Exercise requirements ::
Copy the lines below word for word, keeping every character and line break unchanged.

Coordinate labeling data
┄┄┄┄┄┄

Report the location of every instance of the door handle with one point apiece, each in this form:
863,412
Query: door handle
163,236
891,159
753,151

┄┄┄┄┄┄

Exercise answer ::
Report the location of every instance of the door handle with one point apiece, each in this form:
863,412
Query: door handle
163,236
891,159
753,151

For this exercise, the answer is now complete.